Перепишите без изменений начало листинга: всё с самой первой строки до строки с "(1029, 279)", обе включительно.

Сохранённые элементы набора данных:
---+---
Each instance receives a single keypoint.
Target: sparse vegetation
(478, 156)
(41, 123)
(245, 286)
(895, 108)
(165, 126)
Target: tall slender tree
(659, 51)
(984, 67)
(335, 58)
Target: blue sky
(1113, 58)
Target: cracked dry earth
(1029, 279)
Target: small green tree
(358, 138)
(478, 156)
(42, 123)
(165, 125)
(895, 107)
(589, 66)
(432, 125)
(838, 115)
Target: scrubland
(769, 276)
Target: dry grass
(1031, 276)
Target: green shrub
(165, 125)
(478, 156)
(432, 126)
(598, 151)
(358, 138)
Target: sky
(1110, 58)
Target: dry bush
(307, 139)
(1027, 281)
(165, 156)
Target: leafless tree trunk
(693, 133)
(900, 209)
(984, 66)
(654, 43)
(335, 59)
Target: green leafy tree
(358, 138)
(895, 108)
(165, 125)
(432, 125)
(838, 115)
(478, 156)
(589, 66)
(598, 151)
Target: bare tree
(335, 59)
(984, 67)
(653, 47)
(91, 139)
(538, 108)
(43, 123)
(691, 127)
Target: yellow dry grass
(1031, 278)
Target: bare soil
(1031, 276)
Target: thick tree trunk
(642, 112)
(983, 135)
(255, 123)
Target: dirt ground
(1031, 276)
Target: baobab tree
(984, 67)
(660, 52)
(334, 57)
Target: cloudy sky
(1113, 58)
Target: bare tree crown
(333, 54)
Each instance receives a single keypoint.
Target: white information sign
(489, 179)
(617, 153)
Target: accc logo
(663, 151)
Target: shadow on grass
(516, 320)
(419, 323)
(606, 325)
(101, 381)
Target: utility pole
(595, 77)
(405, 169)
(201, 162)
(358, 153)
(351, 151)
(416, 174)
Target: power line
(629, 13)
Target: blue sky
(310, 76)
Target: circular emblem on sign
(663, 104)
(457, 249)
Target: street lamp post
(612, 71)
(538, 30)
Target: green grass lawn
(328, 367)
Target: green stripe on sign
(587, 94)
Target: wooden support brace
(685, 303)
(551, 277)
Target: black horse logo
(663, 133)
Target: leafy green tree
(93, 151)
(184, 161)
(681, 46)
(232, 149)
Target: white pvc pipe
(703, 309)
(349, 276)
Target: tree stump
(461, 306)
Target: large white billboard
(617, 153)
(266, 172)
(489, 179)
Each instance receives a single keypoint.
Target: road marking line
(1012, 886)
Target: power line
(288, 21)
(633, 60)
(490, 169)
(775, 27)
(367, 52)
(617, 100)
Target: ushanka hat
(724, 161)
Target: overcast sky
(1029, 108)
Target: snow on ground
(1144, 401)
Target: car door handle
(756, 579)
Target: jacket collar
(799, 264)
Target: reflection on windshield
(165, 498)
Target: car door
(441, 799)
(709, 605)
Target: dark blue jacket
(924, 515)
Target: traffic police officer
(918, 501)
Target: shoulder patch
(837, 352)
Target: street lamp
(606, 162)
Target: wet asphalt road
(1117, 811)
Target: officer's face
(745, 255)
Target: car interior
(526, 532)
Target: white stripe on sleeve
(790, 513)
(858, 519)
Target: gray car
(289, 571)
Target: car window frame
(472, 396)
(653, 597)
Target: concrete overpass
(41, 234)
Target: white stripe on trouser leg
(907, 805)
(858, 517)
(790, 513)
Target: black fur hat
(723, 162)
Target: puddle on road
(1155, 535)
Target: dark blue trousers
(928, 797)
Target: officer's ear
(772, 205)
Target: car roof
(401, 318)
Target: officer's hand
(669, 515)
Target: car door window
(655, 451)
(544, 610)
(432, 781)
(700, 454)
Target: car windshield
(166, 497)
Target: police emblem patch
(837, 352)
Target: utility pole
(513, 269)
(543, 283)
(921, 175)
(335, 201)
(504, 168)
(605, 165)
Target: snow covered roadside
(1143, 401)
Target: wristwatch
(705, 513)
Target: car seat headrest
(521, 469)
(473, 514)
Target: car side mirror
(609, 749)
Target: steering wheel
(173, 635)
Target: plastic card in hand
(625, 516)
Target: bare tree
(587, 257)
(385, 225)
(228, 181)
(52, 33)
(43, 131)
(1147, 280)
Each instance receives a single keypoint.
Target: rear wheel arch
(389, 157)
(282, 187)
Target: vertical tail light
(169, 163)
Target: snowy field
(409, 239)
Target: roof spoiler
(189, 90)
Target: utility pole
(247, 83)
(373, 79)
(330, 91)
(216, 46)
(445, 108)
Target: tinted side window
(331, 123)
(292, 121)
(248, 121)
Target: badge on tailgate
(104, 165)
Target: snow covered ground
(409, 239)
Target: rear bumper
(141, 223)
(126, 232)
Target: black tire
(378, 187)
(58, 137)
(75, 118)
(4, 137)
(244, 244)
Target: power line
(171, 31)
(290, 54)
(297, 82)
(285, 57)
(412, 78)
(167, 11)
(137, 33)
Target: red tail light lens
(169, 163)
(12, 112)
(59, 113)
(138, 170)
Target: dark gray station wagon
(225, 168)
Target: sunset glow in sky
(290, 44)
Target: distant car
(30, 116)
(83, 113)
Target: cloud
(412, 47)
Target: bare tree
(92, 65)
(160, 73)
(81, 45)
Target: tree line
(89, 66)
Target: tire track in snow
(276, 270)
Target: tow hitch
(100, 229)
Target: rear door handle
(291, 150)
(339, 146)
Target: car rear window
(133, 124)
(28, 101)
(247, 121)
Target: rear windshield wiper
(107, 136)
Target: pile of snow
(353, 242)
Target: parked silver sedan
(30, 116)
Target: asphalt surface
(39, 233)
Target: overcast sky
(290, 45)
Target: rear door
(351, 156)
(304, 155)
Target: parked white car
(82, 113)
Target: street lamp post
---+---
РЕЗУЛЬТАТ ЗАДАНИЯ:
Each instance receives a single keypoint.
Target: sparse vegetation
(478, 156)
(41, 123)
(245, 286)
(895, 108)
(165, 126)
Target: tall slender tree
(659, 51)
(984, 67)
(335, 58)
Target: blue sky
(1113, 58)
Target: cracked dry earth
(1029, 279)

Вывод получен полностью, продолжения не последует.